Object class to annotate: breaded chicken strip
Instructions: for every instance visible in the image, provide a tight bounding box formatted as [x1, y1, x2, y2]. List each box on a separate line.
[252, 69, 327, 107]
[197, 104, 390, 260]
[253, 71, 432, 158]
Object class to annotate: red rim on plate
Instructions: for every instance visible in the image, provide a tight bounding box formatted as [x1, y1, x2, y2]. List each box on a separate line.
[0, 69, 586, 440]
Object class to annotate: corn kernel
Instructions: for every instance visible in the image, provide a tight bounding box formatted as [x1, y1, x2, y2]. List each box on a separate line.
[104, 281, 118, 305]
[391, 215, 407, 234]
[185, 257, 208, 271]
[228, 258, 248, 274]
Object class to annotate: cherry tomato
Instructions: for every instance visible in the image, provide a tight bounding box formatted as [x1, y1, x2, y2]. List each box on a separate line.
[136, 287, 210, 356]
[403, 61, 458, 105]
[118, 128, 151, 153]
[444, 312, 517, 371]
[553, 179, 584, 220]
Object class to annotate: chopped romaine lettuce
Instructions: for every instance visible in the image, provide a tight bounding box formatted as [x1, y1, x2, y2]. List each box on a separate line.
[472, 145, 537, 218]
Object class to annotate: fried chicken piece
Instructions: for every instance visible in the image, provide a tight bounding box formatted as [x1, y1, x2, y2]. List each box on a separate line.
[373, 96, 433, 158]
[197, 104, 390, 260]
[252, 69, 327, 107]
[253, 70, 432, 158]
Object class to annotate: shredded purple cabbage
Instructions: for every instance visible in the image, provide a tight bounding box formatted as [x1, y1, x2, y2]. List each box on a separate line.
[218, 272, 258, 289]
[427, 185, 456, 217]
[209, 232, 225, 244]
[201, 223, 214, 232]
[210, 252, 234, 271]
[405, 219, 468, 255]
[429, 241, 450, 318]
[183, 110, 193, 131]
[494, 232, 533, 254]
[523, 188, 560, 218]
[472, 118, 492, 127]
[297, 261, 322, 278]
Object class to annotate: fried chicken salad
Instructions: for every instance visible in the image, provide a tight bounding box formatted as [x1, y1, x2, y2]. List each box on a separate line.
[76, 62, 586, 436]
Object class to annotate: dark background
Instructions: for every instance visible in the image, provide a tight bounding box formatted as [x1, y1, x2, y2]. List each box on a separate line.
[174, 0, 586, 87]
* * * * *
### Exercise
Convert the records starting with the line that contains "Object class to annotate: red rim on plate" and going on through the line that contains "[76, 62, 586, 436]" into a two-column CSV with the columns record_text and answer. Give one row per record, with each value in a single quoted field and its line breaks replaced by spaces.

### Final result
record_text,answer
"Object class to annotate: red rim on plate Instructions: for every instance visible in the image, provide a tight bounding box formatted as [x1, y1, x2, y2]. List each box on a separate line.","[0, 69, 586, 440]"
"Object class to annotate: corn kernel Instructions: for every instance visible in the image, provide a tight bounding box formatted as [x1, y1, x2, y2]. List each box on a separate line.","[104, 281, 118, 305] [391, 215, 407, 234] [185, 257, 208, 271] [228, 258, 248, 274]"
"Object class to annotate: cherry tomato Instructions: for every instance visible in the image, provide a tight bounding box formatted as [x1, y1, x2, y2]. List each box on a separate line.","[136, 287, 210, 356] [403, 61, 458, 105] [118, 128, 151, 153] [444, 312, 517, 371] [553, 179, 584, 220]"
"Object class to annotate: chopped romaine lettuce Instructions: for every instance visible in the image, provide a tight bounding box formatted as [x1, y1, x2, y2]. List each box on a separate line.","[472, 145, 537, 218]"
"Object class to annotate: fried chicken piece Instructions: for every instance visible in the image, provide a tight bounding box formatted as [x1, y1, x2, y2]. List each box on a separate line.","[373, 96, 433, 158] [197, 104, 390, 260] [252, 69, 327, 107] [253, 70, 432, 158]"
"Object class to annotate: shredded purple cabbage Instructions: for every instance visible in the image, provide a tight bounding box formatted as [x1, y1, x2, y2]. List each box on a separate line.","[218, 272, 258, 289] [427, 185, 456, 217] [209, 232, 225, 244] [201, 223, 214, 232] [210, 252, 234, 271] [405, 219, 468, 255] [429, 241, 450, 318] [183, 110, 193, 131] [494, 232, 533, 254] [523, 188, 560, 218] [472, 118, 492, 127] [297, 261, 322, 278]"
"Object class to annotate: fried chicken salad Instructions: for every instance visible in the image, provide a tight bounding box formatted as [x1, y1, x2, y2]. List each box on a separate line.","[76, 62, 586, 436]"